### WHAT YOU ARE ASKED TO DO
How many lines of the data below contain the string "green", with case taken into account? Reply with the number alone.

Raw records:
----

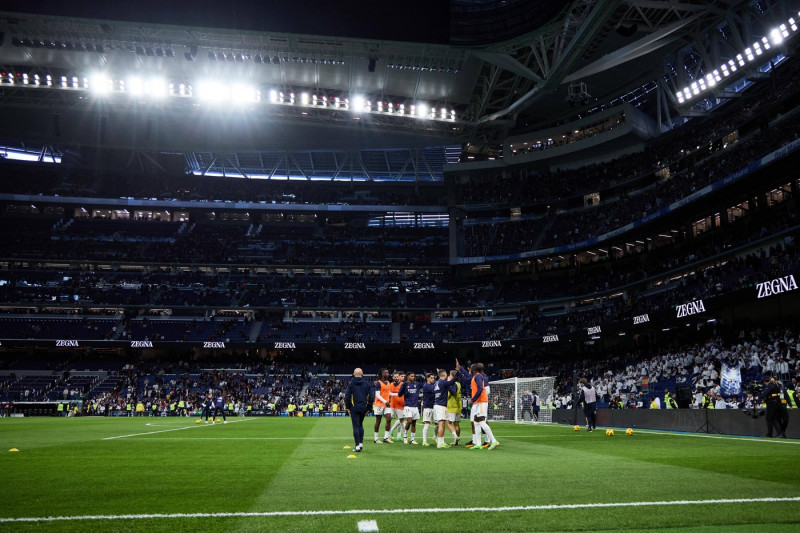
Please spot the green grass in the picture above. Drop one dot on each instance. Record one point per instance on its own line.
(64, 467)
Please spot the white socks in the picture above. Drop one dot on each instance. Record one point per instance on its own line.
(488, 431)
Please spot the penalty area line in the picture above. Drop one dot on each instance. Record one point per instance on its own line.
(267, 514)
(195, 426)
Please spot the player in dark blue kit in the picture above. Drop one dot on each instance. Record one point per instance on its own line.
(358, 398)
(410, 392)
(441, 388)
(428, 395)
(219, 408)
(208, 405)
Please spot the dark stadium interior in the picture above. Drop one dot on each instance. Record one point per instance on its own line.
(599, 189)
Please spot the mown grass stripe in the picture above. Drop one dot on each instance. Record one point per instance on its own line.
(555, 507)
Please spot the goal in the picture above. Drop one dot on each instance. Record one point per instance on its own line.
(514, 399)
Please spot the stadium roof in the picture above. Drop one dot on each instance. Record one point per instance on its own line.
(565, 63)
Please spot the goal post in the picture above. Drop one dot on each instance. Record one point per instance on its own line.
(514, 399)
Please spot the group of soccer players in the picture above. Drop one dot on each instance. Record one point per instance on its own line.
(397, 405)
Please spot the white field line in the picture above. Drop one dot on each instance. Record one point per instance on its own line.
(347, 438)
(168, 430)
(722, 437)
(557, 507)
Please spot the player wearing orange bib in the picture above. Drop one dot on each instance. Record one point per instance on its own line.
(380, 407)
(397, 405)
(480, 408)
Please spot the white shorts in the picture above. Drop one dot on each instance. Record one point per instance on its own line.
(479, 410)
(411, 412)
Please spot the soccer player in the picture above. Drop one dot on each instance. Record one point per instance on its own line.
(208, 404)
(588, 397)
(480, 408)
(380, 407)
(428, 394)
(443, 386)
(219, 407)
(410, 393)
(527, 405)
(358, 396)
(466, 380)
(454, 408)
(397, 405)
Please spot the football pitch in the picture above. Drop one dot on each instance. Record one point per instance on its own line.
(280, 474)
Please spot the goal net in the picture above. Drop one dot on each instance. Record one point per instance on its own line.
(516, 398)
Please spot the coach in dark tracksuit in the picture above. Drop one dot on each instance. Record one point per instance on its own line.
(358, 399)
(589, 399)
(777, 416)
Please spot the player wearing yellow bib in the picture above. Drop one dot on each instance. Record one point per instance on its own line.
(454, 409)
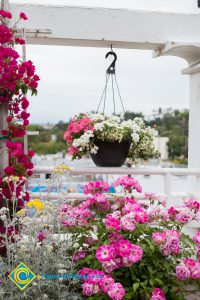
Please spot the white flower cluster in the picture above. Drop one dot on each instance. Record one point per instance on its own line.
(83, 142)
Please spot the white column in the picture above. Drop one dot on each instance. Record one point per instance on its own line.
(194, 122)
(5, 5)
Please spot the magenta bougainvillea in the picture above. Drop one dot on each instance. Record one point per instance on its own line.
(17, 78)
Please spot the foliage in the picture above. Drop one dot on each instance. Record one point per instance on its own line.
(139, 245)
(85, 130)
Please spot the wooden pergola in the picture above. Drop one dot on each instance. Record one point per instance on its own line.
(163, 33)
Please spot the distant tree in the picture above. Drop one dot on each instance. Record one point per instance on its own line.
(131, 115)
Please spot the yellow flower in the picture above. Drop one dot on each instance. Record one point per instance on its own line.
(61, 169)
(21, 212)
(37, 203)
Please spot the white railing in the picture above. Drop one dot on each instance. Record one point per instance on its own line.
(167, 173)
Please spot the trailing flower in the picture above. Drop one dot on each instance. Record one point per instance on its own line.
(138, 244)
(84, 130)
(16, 79)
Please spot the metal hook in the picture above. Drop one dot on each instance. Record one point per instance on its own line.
(111, 68)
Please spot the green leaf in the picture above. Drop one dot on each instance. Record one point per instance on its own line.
(136, 286)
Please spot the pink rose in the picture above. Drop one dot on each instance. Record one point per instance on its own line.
(182, 272)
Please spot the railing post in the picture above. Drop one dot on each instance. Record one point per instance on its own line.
(168, 188)
(3, 150)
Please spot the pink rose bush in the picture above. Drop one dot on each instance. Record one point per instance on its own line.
(158, 294)
(137, 248)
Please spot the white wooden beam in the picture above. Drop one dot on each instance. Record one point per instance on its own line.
(190, 51)
(101, 27)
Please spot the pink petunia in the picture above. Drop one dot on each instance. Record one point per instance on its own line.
(104, 253)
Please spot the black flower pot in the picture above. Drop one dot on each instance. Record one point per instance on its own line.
(110, 154)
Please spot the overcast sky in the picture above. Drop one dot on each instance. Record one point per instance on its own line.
(72, 78)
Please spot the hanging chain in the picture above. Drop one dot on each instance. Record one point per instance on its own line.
(110, 73)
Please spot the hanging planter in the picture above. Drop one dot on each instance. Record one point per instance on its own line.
(109, 140)
(110, 154)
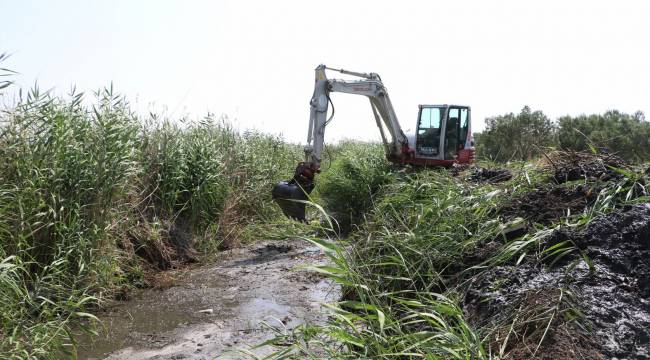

----

### SOLUTION TO THIS EXERCISE
2